---- Given data
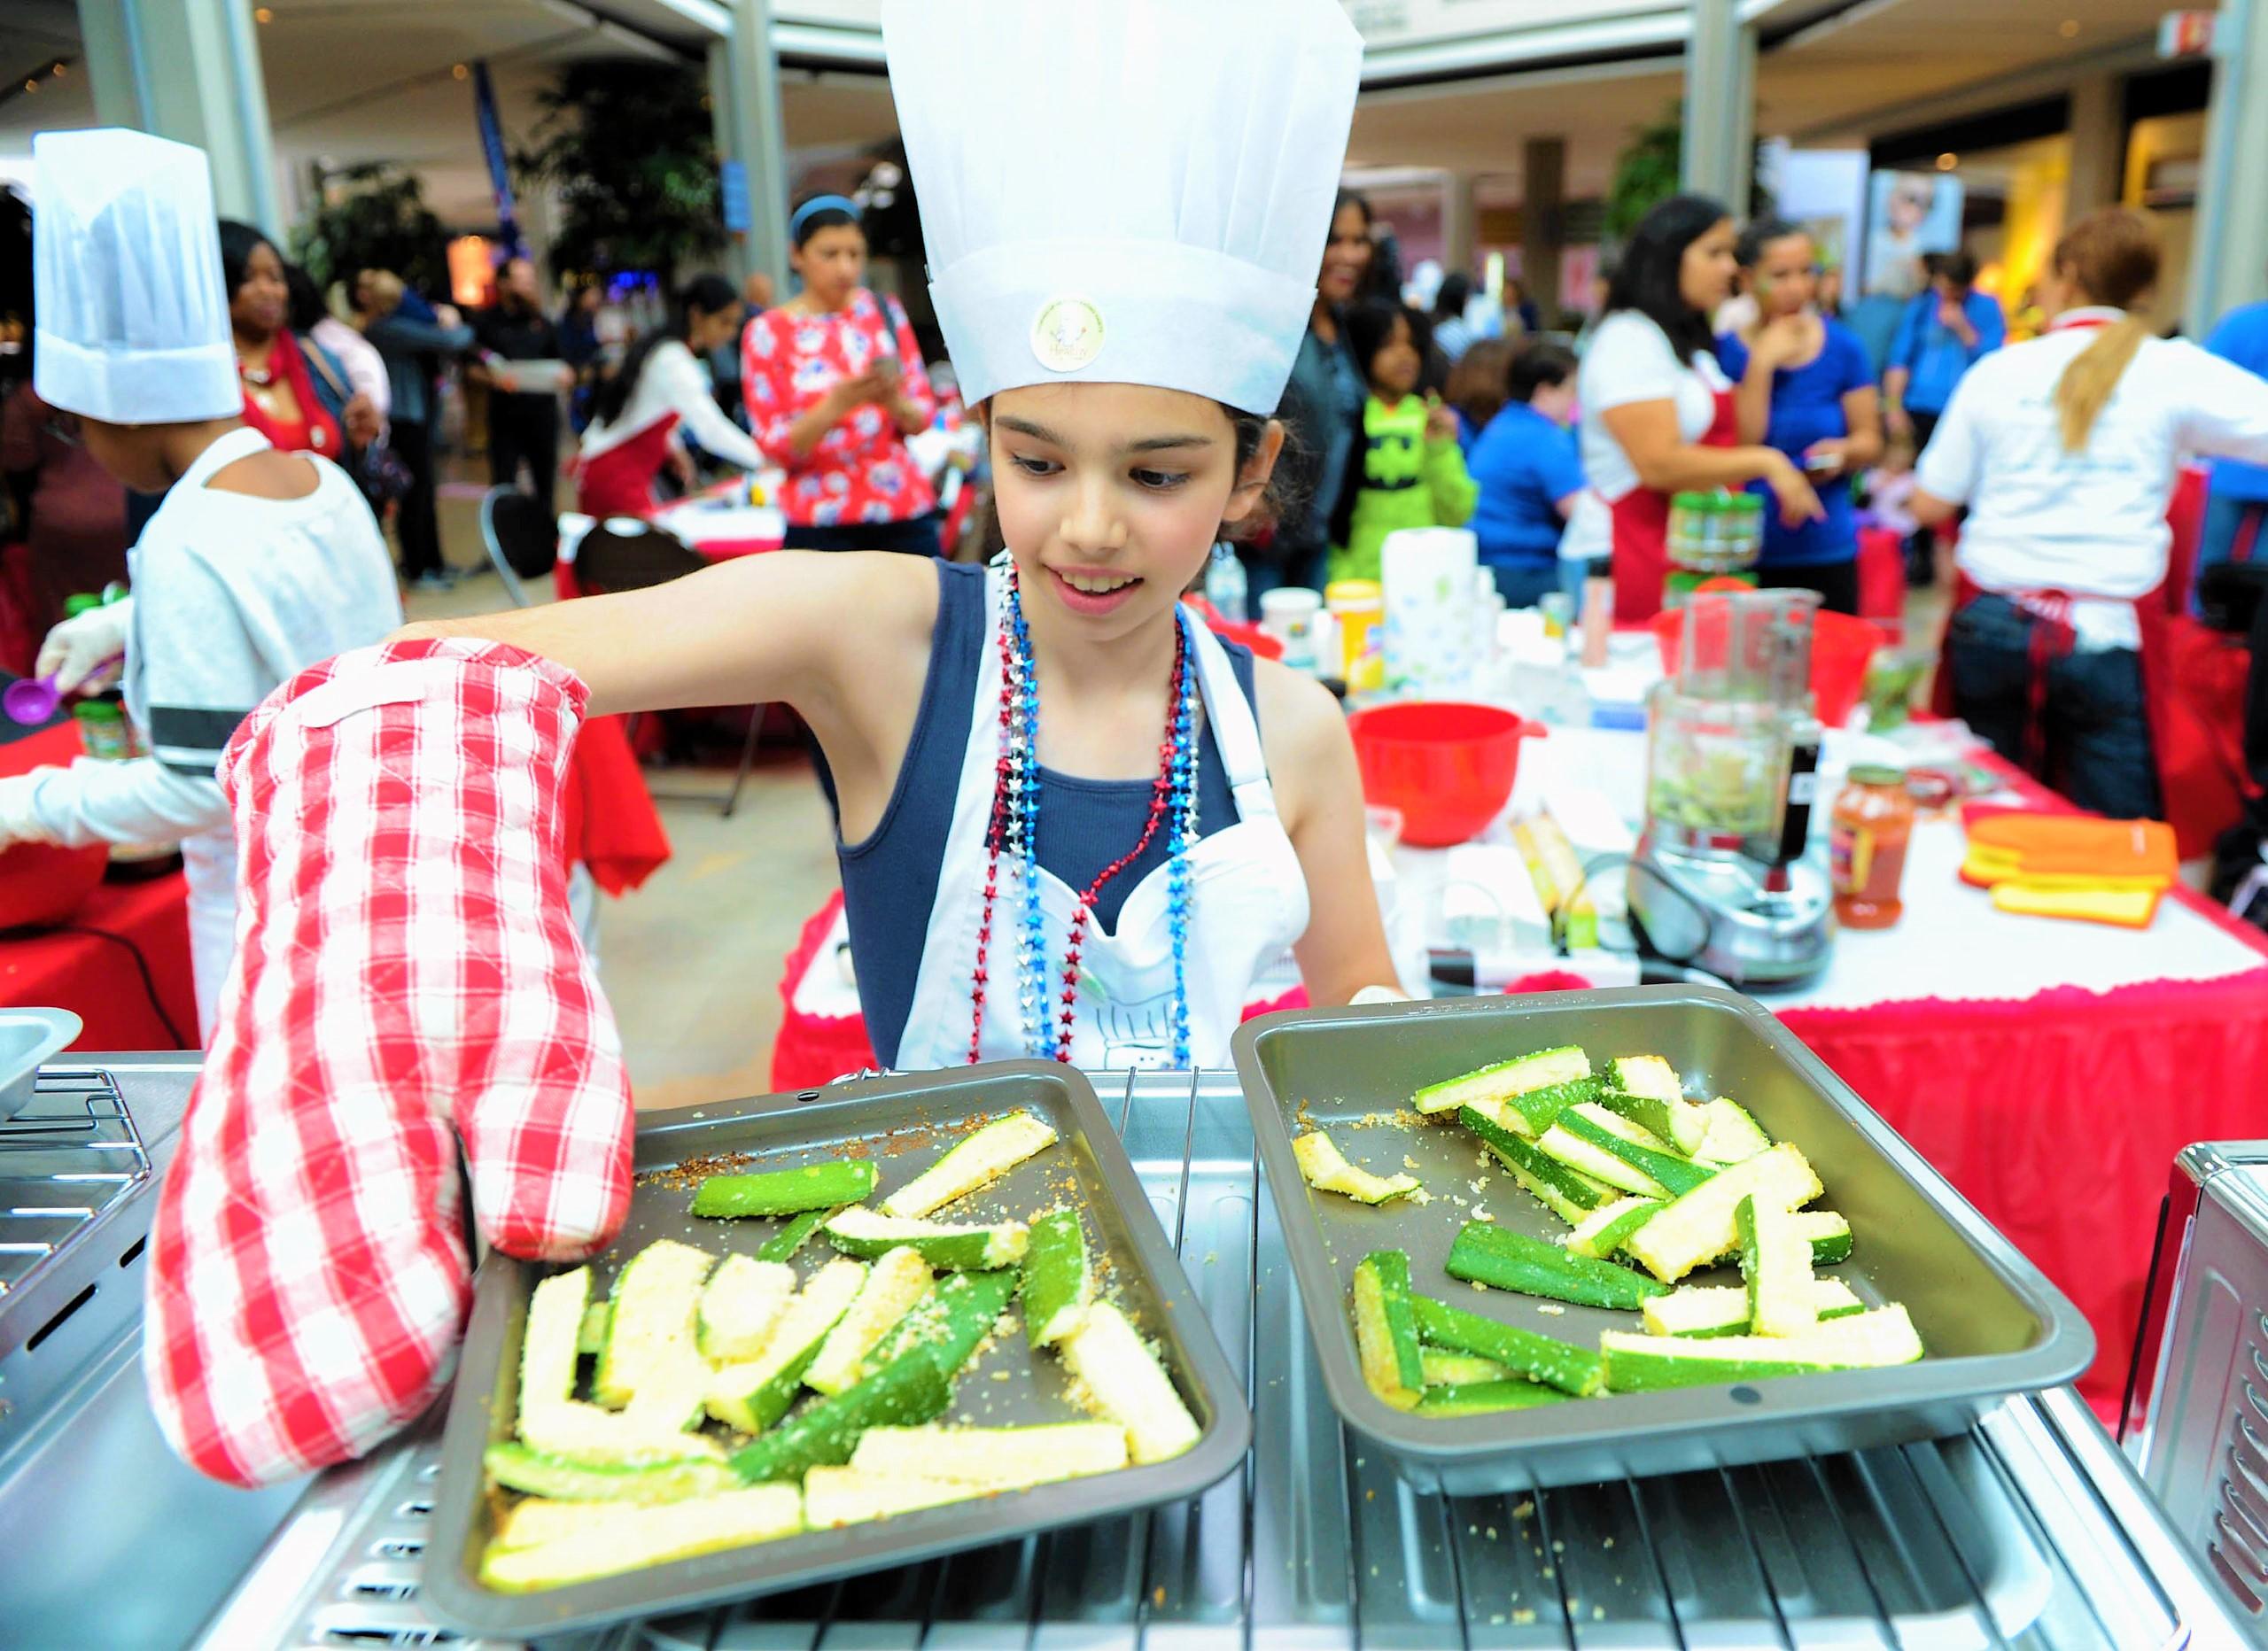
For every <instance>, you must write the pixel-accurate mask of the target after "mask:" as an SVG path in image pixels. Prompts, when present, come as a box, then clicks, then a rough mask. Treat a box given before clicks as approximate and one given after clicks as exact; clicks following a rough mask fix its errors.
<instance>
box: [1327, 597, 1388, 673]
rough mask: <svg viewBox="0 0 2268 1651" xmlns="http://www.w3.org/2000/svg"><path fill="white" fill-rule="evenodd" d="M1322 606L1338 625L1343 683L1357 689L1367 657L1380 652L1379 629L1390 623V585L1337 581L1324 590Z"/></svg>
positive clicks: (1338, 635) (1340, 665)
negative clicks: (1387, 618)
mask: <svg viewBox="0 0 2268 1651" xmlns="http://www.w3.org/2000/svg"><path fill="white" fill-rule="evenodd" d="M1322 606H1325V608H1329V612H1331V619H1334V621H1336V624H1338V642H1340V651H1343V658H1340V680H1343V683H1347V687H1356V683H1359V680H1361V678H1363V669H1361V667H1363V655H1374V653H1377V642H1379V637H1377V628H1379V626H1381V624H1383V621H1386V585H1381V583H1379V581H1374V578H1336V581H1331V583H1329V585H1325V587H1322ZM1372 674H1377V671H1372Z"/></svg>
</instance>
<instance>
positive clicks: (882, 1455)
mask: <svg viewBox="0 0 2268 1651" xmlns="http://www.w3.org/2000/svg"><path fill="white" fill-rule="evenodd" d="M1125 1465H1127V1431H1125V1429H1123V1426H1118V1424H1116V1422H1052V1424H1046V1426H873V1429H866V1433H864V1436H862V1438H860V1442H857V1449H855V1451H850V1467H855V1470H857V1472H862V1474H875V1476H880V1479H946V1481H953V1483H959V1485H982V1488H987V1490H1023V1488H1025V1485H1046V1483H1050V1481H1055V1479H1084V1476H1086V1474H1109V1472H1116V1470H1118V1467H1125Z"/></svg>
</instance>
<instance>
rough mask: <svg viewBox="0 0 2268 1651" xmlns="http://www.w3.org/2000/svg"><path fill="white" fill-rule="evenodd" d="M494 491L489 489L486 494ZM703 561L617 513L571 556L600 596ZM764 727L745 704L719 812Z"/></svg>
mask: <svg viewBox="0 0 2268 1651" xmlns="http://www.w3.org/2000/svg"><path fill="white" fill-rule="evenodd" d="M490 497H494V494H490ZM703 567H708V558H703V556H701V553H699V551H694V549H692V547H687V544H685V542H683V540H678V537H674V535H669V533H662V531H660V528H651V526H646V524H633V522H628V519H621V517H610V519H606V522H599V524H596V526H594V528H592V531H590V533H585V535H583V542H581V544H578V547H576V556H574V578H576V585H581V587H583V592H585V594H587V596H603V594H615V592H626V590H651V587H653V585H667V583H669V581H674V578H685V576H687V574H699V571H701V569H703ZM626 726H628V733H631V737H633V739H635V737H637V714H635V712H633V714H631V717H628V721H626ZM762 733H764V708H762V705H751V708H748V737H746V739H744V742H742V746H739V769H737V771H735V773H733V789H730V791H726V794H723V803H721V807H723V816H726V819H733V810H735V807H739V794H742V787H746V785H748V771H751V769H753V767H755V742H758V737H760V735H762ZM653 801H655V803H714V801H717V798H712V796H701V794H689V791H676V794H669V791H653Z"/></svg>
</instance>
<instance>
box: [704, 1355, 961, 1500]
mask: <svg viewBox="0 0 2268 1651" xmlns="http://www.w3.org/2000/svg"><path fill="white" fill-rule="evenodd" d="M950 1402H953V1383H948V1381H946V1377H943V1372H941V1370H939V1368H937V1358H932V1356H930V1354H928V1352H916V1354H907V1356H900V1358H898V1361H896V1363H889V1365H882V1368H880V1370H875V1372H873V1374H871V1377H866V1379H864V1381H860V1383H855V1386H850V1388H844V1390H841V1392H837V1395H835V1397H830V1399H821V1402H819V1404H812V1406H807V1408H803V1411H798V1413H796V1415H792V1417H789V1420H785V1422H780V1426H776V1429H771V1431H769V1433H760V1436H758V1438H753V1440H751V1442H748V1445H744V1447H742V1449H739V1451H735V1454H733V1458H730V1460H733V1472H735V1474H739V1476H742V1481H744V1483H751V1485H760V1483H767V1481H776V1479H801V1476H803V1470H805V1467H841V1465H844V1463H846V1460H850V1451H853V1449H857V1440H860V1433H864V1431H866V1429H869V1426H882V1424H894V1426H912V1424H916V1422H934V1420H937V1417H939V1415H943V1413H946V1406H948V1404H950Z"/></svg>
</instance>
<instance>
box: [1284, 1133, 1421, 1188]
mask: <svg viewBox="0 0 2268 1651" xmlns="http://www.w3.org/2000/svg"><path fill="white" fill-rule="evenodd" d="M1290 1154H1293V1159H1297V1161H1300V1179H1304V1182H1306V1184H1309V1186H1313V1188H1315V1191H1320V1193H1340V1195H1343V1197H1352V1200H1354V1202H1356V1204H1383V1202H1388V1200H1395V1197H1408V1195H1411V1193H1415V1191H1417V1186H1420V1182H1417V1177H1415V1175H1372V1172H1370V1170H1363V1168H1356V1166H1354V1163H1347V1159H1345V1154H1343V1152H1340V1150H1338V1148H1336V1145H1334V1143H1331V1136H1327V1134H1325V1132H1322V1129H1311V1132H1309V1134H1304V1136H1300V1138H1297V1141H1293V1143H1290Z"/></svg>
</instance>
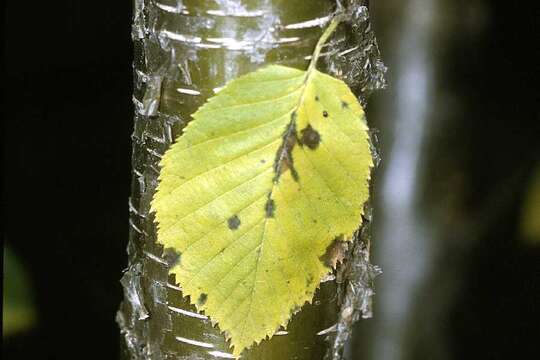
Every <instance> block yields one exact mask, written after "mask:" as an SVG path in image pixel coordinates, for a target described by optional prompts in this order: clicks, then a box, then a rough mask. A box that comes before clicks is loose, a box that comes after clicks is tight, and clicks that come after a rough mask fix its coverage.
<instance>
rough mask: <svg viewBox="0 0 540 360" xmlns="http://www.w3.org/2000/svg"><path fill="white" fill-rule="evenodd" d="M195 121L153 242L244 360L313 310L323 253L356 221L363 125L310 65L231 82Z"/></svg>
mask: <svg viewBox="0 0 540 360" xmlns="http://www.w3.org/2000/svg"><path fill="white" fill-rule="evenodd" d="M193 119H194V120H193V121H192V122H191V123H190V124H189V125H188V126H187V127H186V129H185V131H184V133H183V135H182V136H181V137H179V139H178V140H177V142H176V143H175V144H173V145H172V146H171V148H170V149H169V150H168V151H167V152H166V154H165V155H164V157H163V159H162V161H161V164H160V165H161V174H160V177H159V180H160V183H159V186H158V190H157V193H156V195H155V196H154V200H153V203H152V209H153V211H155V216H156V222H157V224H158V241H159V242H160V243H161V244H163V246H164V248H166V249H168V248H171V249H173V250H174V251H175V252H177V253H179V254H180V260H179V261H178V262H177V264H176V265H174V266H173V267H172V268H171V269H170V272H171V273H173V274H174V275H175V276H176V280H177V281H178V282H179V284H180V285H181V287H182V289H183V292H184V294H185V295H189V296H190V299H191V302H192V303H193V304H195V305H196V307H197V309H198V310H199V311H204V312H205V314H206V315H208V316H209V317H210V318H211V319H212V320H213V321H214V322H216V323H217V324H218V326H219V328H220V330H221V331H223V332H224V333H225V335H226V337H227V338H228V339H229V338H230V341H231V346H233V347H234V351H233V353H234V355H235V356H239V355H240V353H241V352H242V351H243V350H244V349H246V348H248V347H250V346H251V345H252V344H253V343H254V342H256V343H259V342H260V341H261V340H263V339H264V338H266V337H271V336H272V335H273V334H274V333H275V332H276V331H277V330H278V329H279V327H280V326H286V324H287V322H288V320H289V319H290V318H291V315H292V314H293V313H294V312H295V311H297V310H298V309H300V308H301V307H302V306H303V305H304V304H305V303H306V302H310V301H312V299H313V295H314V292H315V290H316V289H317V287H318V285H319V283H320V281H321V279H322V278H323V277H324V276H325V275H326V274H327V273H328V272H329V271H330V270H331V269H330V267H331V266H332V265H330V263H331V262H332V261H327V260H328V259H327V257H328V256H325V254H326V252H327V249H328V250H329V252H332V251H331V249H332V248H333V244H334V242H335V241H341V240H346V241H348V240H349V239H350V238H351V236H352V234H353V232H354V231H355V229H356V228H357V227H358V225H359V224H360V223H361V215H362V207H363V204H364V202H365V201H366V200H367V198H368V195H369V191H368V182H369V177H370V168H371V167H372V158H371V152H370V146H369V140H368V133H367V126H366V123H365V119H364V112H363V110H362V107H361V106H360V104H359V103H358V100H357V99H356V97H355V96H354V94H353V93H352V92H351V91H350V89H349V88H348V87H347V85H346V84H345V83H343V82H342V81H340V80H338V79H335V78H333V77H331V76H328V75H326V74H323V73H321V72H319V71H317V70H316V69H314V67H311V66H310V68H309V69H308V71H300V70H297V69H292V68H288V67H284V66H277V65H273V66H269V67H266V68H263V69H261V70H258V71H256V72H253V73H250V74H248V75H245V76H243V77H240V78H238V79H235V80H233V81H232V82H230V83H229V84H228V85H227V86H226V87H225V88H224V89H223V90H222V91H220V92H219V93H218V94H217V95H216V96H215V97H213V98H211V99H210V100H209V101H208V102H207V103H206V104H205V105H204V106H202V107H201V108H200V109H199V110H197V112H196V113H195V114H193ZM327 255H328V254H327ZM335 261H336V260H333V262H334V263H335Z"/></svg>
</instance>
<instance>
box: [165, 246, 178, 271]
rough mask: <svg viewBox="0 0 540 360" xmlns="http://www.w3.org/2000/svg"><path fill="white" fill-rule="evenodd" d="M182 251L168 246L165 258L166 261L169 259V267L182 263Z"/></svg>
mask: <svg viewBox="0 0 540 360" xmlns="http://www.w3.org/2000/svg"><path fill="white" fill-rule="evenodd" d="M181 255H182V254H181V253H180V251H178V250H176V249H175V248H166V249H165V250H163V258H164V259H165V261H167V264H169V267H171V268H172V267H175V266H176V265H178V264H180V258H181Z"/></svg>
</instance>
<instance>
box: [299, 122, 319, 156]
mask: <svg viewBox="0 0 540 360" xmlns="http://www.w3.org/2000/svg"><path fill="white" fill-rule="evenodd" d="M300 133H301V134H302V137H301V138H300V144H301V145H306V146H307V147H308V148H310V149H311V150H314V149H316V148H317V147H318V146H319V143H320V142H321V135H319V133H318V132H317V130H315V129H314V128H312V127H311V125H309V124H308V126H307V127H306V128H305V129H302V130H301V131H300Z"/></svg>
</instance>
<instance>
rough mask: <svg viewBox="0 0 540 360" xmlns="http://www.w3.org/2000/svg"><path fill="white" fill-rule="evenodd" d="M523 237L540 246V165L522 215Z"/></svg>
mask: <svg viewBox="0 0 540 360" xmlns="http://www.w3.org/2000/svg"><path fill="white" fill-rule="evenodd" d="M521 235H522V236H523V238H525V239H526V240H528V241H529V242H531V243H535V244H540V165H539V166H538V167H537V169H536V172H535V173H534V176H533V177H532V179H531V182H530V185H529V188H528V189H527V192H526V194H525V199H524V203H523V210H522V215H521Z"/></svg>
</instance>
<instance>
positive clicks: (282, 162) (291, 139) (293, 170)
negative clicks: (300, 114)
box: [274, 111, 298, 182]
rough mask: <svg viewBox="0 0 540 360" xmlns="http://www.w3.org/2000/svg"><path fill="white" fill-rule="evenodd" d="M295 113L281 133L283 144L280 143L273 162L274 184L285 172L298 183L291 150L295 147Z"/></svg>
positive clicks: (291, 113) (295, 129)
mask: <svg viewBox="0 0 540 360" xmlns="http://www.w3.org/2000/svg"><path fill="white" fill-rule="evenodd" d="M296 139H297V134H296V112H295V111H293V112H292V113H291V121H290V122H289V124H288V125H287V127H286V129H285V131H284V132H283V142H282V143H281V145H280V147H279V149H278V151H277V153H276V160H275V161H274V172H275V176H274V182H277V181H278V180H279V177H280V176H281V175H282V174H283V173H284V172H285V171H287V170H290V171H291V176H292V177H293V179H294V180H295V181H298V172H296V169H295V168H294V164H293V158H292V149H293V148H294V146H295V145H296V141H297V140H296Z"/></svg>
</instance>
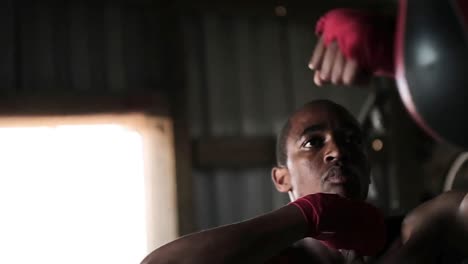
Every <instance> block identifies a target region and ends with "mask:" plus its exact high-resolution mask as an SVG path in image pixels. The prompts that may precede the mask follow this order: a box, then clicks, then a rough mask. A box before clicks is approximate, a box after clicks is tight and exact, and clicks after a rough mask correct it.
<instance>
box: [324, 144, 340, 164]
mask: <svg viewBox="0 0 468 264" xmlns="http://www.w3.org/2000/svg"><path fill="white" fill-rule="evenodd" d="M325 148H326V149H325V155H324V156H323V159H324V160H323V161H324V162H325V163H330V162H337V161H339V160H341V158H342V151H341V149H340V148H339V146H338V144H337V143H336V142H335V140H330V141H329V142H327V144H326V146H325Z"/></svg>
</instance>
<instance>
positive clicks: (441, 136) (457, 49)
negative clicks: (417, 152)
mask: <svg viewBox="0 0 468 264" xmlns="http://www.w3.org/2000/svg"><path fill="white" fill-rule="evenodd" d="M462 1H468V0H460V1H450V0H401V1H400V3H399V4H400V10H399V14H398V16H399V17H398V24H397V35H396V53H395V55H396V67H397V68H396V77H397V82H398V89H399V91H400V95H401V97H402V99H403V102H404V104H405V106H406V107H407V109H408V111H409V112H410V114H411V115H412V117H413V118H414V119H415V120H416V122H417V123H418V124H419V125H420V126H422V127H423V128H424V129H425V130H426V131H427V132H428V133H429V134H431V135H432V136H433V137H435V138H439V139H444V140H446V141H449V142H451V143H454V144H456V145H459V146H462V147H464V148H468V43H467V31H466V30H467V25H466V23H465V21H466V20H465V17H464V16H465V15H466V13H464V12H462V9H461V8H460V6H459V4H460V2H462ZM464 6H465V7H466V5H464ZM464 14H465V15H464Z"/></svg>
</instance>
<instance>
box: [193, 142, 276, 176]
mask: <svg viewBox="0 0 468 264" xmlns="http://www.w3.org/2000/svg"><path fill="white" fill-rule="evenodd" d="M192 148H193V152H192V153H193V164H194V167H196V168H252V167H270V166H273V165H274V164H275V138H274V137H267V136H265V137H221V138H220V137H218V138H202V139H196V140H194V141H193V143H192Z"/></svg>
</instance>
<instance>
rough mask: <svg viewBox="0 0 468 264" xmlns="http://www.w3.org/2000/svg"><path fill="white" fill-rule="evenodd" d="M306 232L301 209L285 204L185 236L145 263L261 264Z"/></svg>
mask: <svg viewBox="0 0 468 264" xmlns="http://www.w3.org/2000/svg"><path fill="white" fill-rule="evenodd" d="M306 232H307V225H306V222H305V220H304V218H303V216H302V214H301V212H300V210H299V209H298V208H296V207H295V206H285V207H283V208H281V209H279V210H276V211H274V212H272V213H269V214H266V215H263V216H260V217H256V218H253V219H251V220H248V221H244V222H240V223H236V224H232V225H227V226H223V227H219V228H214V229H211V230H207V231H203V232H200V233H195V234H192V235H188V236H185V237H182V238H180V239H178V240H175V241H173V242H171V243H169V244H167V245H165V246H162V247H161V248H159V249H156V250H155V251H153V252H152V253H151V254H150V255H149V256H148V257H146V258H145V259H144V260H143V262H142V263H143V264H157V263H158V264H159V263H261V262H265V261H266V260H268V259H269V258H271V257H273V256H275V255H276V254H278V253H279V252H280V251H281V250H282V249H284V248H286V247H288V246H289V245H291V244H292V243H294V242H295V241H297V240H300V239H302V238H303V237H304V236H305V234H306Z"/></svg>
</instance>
--------
In the entries above, restate word for word the lines between the one holding "box: [165, 246, 178, 271]" and the one holding "positive clicks: (282, 162)", inclusive, and nothing besides.

*Solution to this problem:*
box: [165, 246, 178, 271]
rough mask: <svg viewBox="0 0 540 360" xmlns="http://www.w3.org/2000/svg"><path fill="white" fill-rule="evenodd" d="M182 251L168 246L165 258L166 261L169 259V267L182 263Z"/></svg>
mask: <svg viewBox="0 0 540 360" xmlns="http://www.w3.org/2000/svg"><path fill="white" fill-rule="evenodd" d="M181 255H182V254H181V253H180V251H178V250H176V249H175V248H166V249H165V250H163V258H164V259H165V261H167V264H169V267H171V268H172V267H175V266H176V265H178V264H180V258H181Z"/></svg>
</instance>
<instance>
box: [299, 122, 319, 156]
mask: <svg viewBox="0 0 540 360" xmlns="http://www.w3.org/2000/svg"><path fill="white" fill-rule="evenodd" d="M300 133H301V134H302V137H301V138H300V144H301V145H306V146H307V147H308V148H310V149H311V150H314V149H316V148H317V147H318V146H319V143H320V142H321V135H319V133H318V132H317V130H315V129H314V128H312V127H311V125H309V124H308V126H307V127H306V128H305V129H302V130H301V131H300Z"/></svg>
</instance>
<instance>
rough mask: <svg viewBox="0 0 540 360" xmlns="http://www.w3.org/2000/svg"><path fill="white" fill-rule="evenodd" d="M523 237L540 246V165L522 215Z"/></svg>
mask: <svg viewBox="0 0 540 360" xmlns="http://www.w3.org/2000/svg"><path fill="white" fill-rule="evenodd" d="M521 235H522V236H523V238H525V239H526V240H528V241H529V242H531V243H535V244H540V165H539V166H538V167H537V169H536V172H535V173H534V176H533V177H532V179H531V182H530V185H529V188H528V189H527V192H526V194H525V199H524V203H523V210H522V215H521Z"/></svg>
</instance>
<instance>
positive clicks: (282, 162) (291, 139) (293, 170)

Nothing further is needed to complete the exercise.